## SUPPLIED PASSAGE
- - - - - - -

Nicholas Campbell Farr-Jones AM (born 18 April 1962) is a former Australian rugby union footballer. His position was scrum-half. He is probably best remembered for winning the 1991 Rugby World Cup with his team against England. He now works at Taurus Funds Management, appears as a TV rugby commentator on UK Sky Sports and is the chairman of the New South Wales Rugby Union.

Early life
He attended Newington College (1974–1979) and St Andrew's College within the University of Sydney. Not selected for the First XV at Newington, Farr-Jones played his early first grade rugby for Sydney University and worked as a lawyer when rugby was an amateur sport.

Rugby
Selected for the 1984 tour of Europe, he made his international début for the Wallabies on 3 November 1984 v England at Twickenham, which Australia won 19-3 and quickly established himself as a regular in the test side from then on, scoring his first try in the final test against Scotland. After playing in the 1986 Bledisloe Cup series win against the All Blacks, he played in the inaugural Rugby World Cup in 1987 and a year later was named Australian captain, at the age of 25. By this stage he was known as one part of Australia's "holy trinity" (the other two being David Campese and Michael Lynagh). Indeed, of Campese's then world record 64 international tries, Farr-Jones had a hand in 46 of them. His captaincy started well enough with a two test home series win against England but Australia were well beaten in the 1988 Bledisloe and in 1989 lost the series to the British Lions. His temperament under pressure was questioned, though he was the subject of particularly nasty and provocative foul by opposite number Robert Jones, who in an effort to unsettle him, stamped a studded boot onto the top of Farr-Jones' right foot, which had recently been injured. More pressure followed in 1990 after the Wallabies were down 2–0 in the Bledisloe series it seemed certain he would lose the captaincy but the side won the final test 21–9 in Wellington and he celebrated with a naked swim in Wellington Harbour. The 1991 Bledisloe series was closely fought, ending in a tie and the Wallabies arrived in the British Isles in good form for the World Cup. He carried a knee injury into the tournament and was rested for the pool game against Samoa and substituted in the quarter-final midway through the second-half with what looked like a serious injury. After that nail biting finish he was back for the semi-final against New Zealand and the final, won by Australia, of which he said "We had to tackle till our shoulders were red raw just to keep them out". He was also instrumental in 1992 for the Wallabies, with wins over the All Blacks in the Bledisloe Cup and the Springboks in Cape Town, a win that ended doubts over the Wallabies claim to be the best team in the world. He briefly retired from the sport at this stage but was persuaded back for the final two homes tests against South Africa in 1993, after Australia lost the opening match in the series.

- - - - - - -

## DATASET CONTENT

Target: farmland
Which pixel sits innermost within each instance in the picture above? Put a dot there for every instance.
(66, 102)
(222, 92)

- - - - - - -

Answer these questions from the text on Nick Farr-Jones.
(a) What position did he play?
(b) What was his job when rugby was an amateur sport?
(c) How old was he when he was named Australian captain?

## THE ANSWER
(a) Scrum-half
(b) Lawyer
(c) 25